_LO QUE SE PIDE_:
Prosigue el texto sobre la conciencia de la propia muerte a partir de su última oración.

La futilidad de negar la muerte está inmejorablemente expresada en una conocida leyenda de origen persa contada por Farid al-Din Attar´, en la que un siervo muy angustiado le pide a su amo un caballo veloz para huir hacia Samarkanda. Ante la pregunta de su amo le cuenta que ha encontrado a La Muerte en el mercado y ésta le ha hecho una mueca de amenaza. El señor accede al pedido y más tarde, cuando baja al mercado, también se topa con La Muerte. “¿Por qué has asustado a mi siervo?”, le pregunta. “No lo he asustado, la mía ha sido una expresión de sorpresa de encontrarlo aquí porque tenía entendido que teníamos una cita esta noche en Samarkanda”.
Se trata entonces de vivir con la conciencia de la propia muerte y lograr que esta vida que nos ha sido dada tenga un sentido, que justifique nuestra presencia en el mundo. No es criticable seguir las modas del mercado que sagazmente se aprovecha del humano deseo de inmortalidad borrando canas, arrugas y adiposidades, pero debe entenderse que éstas son señales que nos indican el paso del tiempo en nuestros cuerpos y, por ende, la mayor proximidad de la muerte. Ello debería azuzarnos en poner empeño en cumplir con nuestros objetivos y en esmerarnos en comprometernos con los valores que hacen más llevadera la vida para nosotros y para nuestros prójimos.

_FILAS PROPORCIONADAS_:
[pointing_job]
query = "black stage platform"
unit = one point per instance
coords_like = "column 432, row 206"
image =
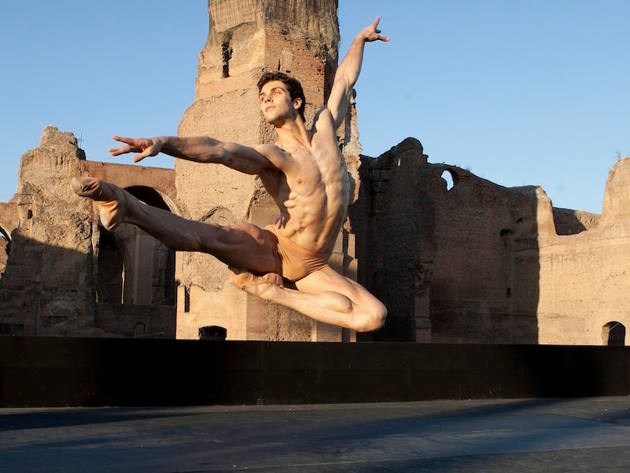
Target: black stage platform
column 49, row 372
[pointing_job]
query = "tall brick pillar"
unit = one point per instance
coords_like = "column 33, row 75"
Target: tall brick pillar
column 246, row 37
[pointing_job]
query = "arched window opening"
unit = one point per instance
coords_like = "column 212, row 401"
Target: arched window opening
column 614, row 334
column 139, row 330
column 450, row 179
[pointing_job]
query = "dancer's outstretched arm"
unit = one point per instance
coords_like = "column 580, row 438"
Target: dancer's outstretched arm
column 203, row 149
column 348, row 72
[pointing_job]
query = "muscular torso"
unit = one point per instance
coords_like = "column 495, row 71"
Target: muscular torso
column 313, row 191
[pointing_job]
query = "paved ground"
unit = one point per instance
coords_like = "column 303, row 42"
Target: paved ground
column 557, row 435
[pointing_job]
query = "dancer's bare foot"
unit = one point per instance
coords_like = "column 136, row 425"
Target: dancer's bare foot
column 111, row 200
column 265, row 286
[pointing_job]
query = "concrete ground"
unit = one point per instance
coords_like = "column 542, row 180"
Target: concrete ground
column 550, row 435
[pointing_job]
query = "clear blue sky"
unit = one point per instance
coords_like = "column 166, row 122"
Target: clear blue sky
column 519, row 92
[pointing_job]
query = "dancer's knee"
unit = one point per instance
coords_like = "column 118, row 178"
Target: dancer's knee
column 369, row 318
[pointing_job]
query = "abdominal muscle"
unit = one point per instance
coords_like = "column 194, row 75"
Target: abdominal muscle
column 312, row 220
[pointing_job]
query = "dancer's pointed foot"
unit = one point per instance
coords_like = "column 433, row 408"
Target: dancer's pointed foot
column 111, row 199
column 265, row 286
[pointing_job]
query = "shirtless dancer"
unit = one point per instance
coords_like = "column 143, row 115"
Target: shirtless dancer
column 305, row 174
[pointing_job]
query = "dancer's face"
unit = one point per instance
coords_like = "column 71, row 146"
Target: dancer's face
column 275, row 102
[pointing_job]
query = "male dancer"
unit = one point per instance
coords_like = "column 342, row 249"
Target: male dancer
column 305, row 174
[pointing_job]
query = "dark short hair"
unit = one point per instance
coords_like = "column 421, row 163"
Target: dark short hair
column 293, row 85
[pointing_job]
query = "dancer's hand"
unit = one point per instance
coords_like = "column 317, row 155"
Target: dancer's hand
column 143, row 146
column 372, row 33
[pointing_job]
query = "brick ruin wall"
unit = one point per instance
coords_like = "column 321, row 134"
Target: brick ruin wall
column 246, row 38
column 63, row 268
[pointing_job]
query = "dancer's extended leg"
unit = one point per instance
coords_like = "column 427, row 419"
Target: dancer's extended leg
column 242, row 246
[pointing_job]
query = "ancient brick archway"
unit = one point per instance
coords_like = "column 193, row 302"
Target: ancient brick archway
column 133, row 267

==

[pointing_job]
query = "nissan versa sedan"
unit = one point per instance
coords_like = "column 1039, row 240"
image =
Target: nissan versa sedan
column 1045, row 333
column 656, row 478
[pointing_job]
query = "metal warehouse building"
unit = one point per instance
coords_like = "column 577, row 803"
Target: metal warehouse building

_RESULTADO DEL EJERCICIO_:
El mecanismo más humano, y lamentablemente más eficaz, de negar la muerte es la postergación. Es decir dilatar decisiones, expresiones o placeres como si el tiempo fuera infinito y nosotros inmortales. “Ya habrá tiempo para todo”. Una de las más gravosas consecuencias de esta argucia es la de postergar la expresión de nuestros sentimientos a quienes amamos, de manera que cuando algún ser querido fallece nos atormentamos por no haber sabido decir “te quiero” o “gracias” o “perdón” a pesar de las oportunidades que tuvimos para hacerlo. Es que allí, según el mecanismo de negación, nadie iba a morir. Si usted ha llegado hasta este punto de la lectura no pierda tiempo y comience a desterrar su avaricia afectiva hoy mismo. El principal beneficiado será usted mismo.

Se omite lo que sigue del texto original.